▸ **DOCUMENT SEGMENT**:

-.-.-

I just saw Smile and it was okay. It’s got an interesting prologue, climax, and metaphorical underpinning as to the effects of psychological trauma and heredity. The midsection, however, is a mostly tedious rattle-and-scream toy with TV-movie-esque plotting. It’s clearly a film where the makers had an intriguing idea, but at some point the studio stepped in and said:
“Okay, that’s all fine and whatever, but she needs to kill the cat. (Don’t mind “why”. Haven’t you heard the saying that you can’t show a cute animal in the first act without killing it by the third? I think it’s called Schrodinger’s gun, I don’t know.) And you’ll need a jump scare at least every 5 to 6 minutes or else the dumb teenagers in the audience are going to say it’s not scary enough. And what’s this about her confronting her trauma at the end? No. This is a HORROR film. It needs to end with a bait-and-switch and then something spooky happening so that the audience leaves tweeting about it.”

-.-.-

▸ **RECORD EXTRACTS**:

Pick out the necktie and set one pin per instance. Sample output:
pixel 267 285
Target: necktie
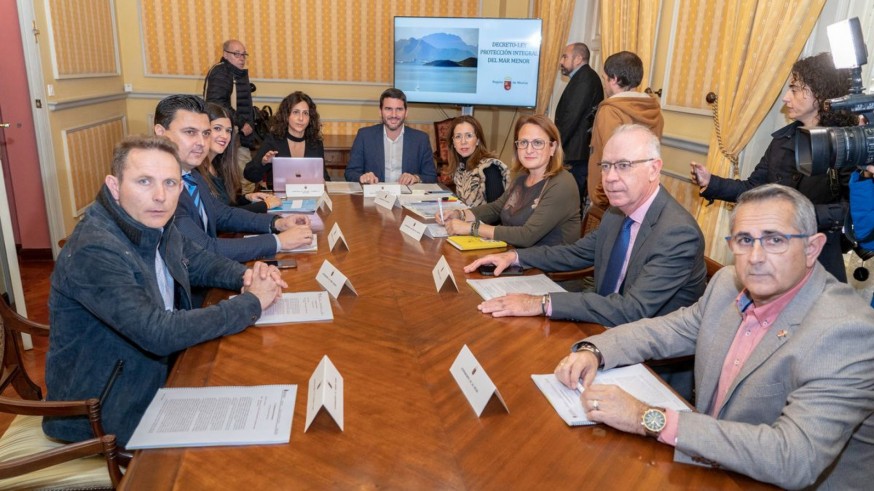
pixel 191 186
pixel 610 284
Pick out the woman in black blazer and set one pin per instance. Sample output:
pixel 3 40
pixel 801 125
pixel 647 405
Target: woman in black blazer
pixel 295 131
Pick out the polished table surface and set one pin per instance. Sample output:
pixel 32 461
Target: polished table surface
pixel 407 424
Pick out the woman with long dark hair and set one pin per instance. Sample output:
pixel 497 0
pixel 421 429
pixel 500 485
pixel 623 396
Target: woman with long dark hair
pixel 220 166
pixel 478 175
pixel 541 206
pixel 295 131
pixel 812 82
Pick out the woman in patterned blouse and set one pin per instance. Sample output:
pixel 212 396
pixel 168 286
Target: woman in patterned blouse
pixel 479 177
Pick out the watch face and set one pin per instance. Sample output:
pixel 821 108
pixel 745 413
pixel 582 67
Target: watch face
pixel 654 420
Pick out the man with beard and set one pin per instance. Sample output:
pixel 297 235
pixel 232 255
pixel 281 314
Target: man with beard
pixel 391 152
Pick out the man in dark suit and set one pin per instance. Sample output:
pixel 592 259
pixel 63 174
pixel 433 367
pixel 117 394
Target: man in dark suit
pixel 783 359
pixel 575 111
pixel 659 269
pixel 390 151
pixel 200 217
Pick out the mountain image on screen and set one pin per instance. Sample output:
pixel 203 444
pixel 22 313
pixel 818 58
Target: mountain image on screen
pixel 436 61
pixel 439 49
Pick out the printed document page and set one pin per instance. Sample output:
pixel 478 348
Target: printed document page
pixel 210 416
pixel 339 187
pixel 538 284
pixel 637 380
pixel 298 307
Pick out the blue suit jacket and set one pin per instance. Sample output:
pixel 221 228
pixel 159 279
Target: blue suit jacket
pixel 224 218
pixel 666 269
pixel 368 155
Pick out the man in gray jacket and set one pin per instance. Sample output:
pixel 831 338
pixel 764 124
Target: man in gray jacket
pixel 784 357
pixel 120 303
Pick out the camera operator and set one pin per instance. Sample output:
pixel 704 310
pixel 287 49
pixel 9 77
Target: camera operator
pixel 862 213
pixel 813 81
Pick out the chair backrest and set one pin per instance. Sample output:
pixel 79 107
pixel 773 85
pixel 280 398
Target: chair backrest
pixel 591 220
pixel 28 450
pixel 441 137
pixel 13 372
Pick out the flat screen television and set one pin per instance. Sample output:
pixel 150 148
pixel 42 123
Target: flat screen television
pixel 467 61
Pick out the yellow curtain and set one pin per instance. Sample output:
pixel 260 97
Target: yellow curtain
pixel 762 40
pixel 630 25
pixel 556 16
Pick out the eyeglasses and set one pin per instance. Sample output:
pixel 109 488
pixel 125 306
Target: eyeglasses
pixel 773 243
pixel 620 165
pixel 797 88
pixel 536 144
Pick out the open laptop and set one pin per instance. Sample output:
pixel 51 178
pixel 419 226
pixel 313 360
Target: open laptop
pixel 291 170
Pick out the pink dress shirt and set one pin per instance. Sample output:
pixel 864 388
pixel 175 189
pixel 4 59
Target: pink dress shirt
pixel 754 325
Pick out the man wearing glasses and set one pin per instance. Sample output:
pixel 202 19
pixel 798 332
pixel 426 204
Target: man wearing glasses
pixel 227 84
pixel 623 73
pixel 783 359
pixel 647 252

-.-.-

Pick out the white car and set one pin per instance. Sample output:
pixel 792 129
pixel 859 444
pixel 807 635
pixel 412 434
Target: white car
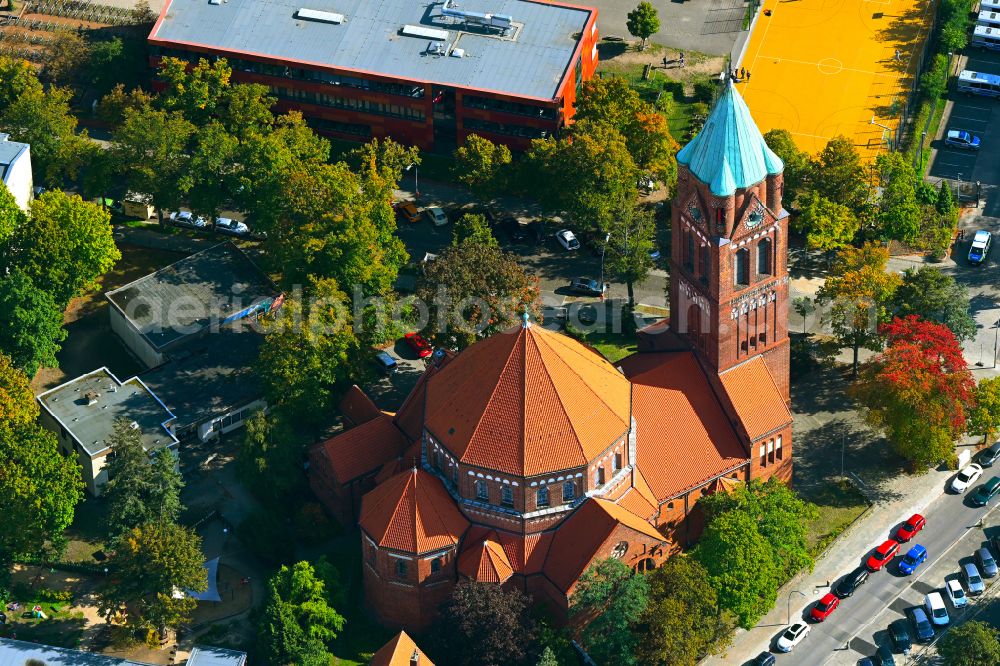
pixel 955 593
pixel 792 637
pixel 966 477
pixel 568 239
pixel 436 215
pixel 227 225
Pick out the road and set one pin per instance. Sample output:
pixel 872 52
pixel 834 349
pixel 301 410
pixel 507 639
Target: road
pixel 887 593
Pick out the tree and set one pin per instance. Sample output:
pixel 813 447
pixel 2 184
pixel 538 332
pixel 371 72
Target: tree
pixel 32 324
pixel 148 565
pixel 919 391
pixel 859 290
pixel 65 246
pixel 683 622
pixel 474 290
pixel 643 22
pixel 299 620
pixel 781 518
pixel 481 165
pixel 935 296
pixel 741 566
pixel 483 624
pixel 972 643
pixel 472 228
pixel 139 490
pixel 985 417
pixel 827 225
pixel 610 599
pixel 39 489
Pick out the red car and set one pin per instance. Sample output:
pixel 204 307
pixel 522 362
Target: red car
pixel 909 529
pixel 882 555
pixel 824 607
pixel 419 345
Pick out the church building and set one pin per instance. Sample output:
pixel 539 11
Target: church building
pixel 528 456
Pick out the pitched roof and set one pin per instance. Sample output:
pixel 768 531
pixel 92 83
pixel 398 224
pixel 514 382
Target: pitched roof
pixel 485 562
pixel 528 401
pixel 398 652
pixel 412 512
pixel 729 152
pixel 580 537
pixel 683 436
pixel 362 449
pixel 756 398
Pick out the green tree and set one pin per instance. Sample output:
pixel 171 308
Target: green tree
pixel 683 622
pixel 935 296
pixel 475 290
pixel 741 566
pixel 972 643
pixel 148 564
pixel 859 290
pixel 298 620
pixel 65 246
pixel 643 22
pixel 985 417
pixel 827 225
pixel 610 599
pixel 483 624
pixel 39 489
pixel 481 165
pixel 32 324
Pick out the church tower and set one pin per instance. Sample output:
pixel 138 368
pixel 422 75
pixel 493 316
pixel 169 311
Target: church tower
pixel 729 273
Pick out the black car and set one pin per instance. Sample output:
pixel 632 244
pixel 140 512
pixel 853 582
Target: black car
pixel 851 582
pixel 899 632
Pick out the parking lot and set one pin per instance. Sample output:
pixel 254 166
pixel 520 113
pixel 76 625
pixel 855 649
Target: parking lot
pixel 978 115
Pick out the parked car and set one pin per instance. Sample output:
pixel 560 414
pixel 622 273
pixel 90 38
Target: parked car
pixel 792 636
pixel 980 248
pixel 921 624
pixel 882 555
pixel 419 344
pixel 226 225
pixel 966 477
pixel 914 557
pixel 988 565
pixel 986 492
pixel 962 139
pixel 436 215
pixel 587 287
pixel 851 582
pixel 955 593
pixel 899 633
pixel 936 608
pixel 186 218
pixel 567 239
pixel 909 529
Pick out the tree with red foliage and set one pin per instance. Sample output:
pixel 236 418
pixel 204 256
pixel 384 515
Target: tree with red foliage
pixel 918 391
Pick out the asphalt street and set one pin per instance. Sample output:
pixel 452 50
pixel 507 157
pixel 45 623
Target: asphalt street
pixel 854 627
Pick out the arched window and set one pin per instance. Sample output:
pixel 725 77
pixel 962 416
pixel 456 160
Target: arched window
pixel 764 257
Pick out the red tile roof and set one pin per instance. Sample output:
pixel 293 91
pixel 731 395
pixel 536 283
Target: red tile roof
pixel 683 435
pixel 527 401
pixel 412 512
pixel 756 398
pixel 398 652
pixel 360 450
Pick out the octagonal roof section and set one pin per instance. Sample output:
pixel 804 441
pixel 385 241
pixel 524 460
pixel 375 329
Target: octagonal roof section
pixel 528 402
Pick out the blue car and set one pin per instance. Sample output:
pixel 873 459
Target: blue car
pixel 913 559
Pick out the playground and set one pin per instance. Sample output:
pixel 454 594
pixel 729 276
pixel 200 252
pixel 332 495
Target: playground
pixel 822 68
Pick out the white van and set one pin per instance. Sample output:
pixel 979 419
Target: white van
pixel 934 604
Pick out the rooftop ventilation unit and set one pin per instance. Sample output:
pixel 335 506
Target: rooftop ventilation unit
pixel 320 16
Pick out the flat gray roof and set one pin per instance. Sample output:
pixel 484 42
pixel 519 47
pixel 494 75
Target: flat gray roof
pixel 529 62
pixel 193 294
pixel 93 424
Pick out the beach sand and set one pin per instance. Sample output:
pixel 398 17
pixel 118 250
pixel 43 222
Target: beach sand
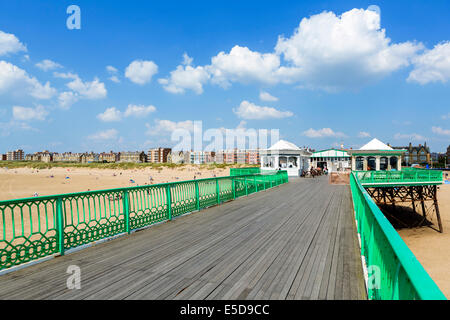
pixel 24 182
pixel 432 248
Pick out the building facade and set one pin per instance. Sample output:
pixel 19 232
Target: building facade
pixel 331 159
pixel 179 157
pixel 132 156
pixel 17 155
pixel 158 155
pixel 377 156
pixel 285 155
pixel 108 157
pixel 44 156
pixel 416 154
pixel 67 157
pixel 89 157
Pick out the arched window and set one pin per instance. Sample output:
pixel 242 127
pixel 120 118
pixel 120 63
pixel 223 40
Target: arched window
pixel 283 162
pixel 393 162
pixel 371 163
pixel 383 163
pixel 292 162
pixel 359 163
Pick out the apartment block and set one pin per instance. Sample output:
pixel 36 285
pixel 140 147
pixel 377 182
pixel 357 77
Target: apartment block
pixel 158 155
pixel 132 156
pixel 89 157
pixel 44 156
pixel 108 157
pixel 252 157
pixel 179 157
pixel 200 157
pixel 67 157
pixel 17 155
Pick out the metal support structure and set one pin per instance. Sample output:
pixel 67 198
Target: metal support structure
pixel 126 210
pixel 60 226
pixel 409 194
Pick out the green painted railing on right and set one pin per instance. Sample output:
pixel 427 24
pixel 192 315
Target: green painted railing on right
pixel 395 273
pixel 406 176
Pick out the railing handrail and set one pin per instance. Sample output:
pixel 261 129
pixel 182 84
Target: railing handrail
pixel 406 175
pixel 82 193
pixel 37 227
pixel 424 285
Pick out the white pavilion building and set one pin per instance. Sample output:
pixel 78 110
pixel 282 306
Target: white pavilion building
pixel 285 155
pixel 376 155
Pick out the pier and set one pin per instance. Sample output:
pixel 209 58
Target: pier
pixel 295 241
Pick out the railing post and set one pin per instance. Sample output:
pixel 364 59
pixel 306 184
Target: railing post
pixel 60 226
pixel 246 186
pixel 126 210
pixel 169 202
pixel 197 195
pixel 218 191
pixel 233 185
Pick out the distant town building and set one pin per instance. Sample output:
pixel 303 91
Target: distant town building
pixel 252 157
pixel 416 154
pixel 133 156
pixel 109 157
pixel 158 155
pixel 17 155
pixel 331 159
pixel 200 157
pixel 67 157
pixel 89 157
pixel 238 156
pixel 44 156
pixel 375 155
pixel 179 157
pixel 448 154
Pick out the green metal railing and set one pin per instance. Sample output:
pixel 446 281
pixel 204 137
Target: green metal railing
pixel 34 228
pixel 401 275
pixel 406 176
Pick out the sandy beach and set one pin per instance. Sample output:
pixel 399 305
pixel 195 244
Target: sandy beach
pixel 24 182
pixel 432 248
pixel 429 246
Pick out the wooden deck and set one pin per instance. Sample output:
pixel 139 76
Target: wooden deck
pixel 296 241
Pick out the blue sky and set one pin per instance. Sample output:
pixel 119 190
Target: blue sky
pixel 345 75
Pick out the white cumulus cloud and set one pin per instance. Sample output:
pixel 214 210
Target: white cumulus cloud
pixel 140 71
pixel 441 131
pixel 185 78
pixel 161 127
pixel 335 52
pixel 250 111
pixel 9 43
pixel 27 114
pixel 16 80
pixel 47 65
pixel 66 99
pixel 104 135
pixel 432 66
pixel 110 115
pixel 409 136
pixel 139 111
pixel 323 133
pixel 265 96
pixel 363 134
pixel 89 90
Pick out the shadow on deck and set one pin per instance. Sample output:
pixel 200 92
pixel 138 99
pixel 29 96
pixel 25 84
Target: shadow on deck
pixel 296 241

-.-.-

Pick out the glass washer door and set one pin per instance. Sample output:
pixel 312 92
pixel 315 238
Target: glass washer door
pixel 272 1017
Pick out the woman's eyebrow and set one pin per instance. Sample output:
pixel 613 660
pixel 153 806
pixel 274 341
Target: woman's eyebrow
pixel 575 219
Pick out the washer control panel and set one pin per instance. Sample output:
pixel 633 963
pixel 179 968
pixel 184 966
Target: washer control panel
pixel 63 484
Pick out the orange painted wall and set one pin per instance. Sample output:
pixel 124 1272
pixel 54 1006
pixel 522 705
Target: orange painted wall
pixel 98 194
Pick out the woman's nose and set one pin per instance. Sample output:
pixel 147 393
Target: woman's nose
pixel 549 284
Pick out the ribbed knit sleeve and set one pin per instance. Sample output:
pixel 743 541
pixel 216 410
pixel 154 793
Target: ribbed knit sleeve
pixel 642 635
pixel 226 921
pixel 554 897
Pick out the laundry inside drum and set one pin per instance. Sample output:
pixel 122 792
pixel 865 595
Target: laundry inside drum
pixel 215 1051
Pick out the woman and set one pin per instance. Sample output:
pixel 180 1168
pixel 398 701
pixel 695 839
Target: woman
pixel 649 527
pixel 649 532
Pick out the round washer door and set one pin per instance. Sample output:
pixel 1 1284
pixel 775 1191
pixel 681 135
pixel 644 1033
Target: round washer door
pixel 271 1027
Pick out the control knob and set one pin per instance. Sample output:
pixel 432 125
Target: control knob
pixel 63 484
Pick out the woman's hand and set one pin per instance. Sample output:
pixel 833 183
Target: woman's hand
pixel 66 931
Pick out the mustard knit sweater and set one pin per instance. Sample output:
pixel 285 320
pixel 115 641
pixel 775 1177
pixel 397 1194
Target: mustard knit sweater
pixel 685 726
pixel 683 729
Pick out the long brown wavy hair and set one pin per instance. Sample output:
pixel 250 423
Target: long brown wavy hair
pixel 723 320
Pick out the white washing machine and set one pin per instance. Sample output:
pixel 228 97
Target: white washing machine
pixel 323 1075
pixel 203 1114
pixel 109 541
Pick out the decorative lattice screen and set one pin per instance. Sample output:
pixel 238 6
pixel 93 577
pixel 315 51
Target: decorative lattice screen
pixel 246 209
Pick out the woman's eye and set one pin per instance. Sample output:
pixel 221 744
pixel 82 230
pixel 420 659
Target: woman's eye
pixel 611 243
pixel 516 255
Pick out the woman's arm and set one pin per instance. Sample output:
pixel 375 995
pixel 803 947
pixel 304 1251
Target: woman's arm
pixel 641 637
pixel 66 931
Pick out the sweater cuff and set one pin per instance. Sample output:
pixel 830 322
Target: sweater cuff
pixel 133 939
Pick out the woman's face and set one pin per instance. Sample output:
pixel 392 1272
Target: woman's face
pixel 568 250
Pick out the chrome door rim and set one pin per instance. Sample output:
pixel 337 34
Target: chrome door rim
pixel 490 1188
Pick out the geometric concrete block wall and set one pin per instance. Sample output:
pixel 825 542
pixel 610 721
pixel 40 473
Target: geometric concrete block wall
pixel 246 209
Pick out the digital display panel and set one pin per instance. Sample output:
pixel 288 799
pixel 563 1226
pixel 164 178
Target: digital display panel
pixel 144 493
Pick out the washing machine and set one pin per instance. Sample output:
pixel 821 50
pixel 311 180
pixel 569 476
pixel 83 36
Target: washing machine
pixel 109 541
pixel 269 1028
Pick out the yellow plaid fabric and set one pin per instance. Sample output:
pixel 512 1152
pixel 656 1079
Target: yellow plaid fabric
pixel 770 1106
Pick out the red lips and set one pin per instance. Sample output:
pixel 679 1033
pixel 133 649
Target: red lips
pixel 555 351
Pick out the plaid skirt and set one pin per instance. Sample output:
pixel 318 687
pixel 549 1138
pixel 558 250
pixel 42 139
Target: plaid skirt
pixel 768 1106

-.-.-

▸ **TASK LIST**:
(1) List the three things the review of the movie Smile above calls interesting.
(2) Carry on the review of the movie Smile above, starting right after its final sentence.

▸ **OUTPUTS FOR THE TASKS**:
(1)
1. The prologue
2. The climax
3. The metaphorical underpinning as to the effects of psychological trauma and heredity

(2)
Unfortunately, the tropes render the story pretty nonsensical at points. Characters keep talking about the protagonist getting help “before something bad happens” several scenes after - to their minds - she killed the cat and traumatised a roomful of children with its corpse. Do middle-class white women really get that much leeway? “Well, she has started torturing small animals and smacking kids about... But give her some Uggs and a pumpkin spice latte and she’ll calm right down.”
The story is that a shrink played by Sosie Bacon (Kevin’s daughter) witnesses a patient commit suicide in front of her, her face contorted into a grotesque smile. A demonic entity is then passed to Sosie, and from there the film unfolds much like any other in the “memetic horror” subgenre, just with smiles as opposed to a videotape, children’s game, or whatever the meme happens to be.
The directing is really strong at times, with a good use of colour, POV, bird’s eye, and flipped shots. The camera zooms into windows like a Hitchcock film and the psychiatric ward makes effective use of calming pastels (“spooky” mental hospitals in the movies are a bugbear of mine).
None of it was scary to me because, I don’t know, at this point in my life I need the fear to be coming from atmosphere and characterisation as opposed to memes. Ironically, the smiles would have been a lot creepier if they were just ordinary smiles. Like, she looks normal and happy, but she’s STABBING HERSELF OMG BABS STOP. That’s pretty spooky. But when the actors in this film pull their silly faces they just look like kids doing a TikTok challenge.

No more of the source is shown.